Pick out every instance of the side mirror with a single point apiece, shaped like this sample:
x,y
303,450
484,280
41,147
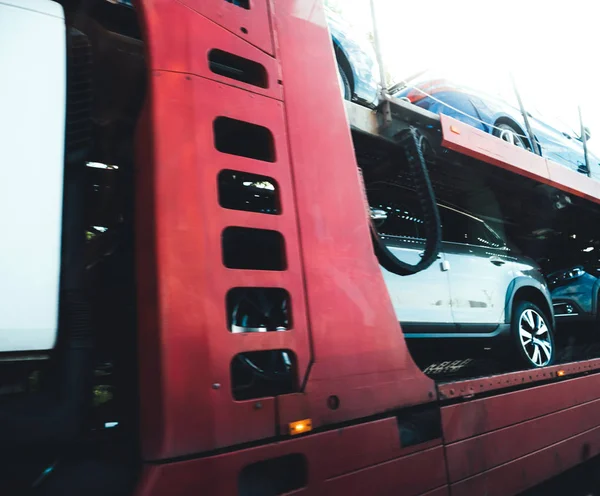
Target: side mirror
x,y
378,214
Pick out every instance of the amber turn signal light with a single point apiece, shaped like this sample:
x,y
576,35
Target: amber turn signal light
x,y
300,427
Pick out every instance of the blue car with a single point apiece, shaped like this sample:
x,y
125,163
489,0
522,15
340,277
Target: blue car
x,y
357,67
496,116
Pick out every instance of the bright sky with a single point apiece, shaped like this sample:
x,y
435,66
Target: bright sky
x,y
553,48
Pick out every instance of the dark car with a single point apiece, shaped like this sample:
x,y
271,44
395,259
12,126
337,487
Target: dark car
x,y
357,64
575,293
495,115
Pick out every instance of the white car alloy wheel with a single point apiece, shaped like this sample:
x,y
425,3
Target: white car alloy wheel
x,y
535,337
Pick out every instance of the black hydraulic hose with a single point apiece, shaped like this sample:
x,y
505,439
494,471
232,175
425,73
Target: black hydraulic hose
x,y
431,216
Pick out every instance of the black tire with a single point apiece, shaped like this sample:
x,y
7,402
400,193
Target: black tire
x,y
344,83
527,357
507,132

• • •

- _What is expected_: Reproduce all of the items above verbatim, omitting the pictures.

- _Exercise output_:
Pick out every instance of the side mirror with a single point apiece, shaped like this sample:
x,y
303,450
484,280
41,147
Target: side mirror
x,y
378,214
Pick out every instance of the amber turn signal light with a single point apiece, shaped like this sample:
x,y
576,35
Target: amber turn signal light
x,y
300,427
Pick out every instance of the blue car with a single point apiece, shaped like this sample:
x,y
125,163
489,0
522,15
340,277
Target: blue car
x,y
357,67
496,116
Pick out every instance of the bright sky with a single point apiece, shaped like this sample:
x,y
435,66
Target: bright sky
x,y
553,48
Pick out every instance of the dark car with a single point apiece, shaped like this sample:
x,y
271,44
395,259
12,126
337,487
Target: dark car
x,y
357,64
575,293
495,115
Pick out every instance of the white car alloy wheel with a single point apiece, shaped like this sample:
x,y
425,3
Target: white car alloy wheel
x,y
535,337
Pick out every instance of the black hydraulic hose with a single point apiece, shaped like this sample:
x,y
505,439
494,471
232,175
425,73
Target: black hydraulic hose
x,y
431,216
Pick out every instance of the black tire with a single point apiece, shaped like this sample:
x,y
7,402
400,193
Target: black tire
x,y
344,83
527,357
507,132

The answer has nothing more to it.